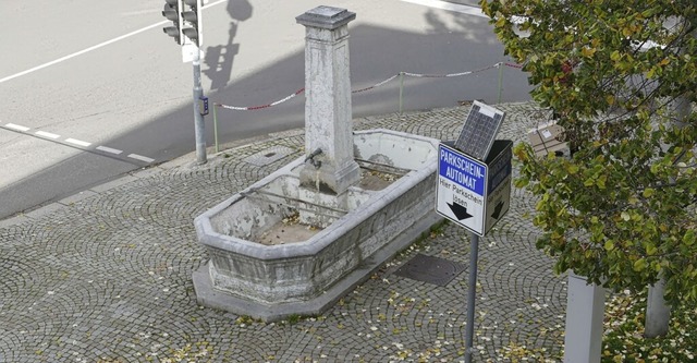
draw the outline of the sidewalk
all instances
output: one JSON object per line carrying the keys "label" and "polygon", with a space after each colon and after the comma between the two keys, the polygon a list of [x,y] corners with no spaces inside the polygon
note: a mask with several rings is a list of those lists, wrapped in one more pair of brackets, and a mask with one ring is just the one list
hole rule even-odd
{"label": "sidewalk", "polygon": [[[496,107],[506,112],[498,138],[523,141],[536,123],[534,104]],[[364,118],[354,129],[454,140],[468,110]],[[262,324],[196,304],[192,271],[208,257],[194,217],[303,147],[303,130],[284,132],[0,221],[0,362],[461,361],[468,270],[445,287],[392,274],[417,253],[467,265],[468,234],[452,223],[322,316]],[[271,152],[290,154],[265,165],[259,155]],[[514,189],[508,215],[480,241],[475,362],[561,356],[565,278],[535,249],[534,206]]]}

──────

• What to produce:
Please copy the material above line for line, with no changes, leaving out the pictures.

• Expected output:
draw the outline of the sidewalk
all instances
output: one JSON object per line carrying the keys "label" and "polygon", with a space after each colon and after the comma between the two keys, the polygon a list of [x,y] corners with no spaces inside the polygon
note: a mask with several rings is a list of those lists, wrapped in one more pair of brackets, and a mask with one ring is just the one list
hole rule even-odd
{"label": "sidewalk", "polygon": [[[496,107],[506,112],[498,138],[523,141],[536,123],[534,104]],[[364,118],[354,129],[454,140],[468,110]],[[262,324],[196,304],[192,271],[208,257],[194,217],[303,147],[303,130],[284,132],[0,221],[0,362],[461,361],[468,270],[445,287],[392,274],[417,253],[467,265],[468,234],[452,223],[322,316]],[[271,152],[290,154],[265,165],[259,155]],[[514,189],[508,215],[480,241],[475,362],[561,356],[565,278],[535,249],[534,206]]]}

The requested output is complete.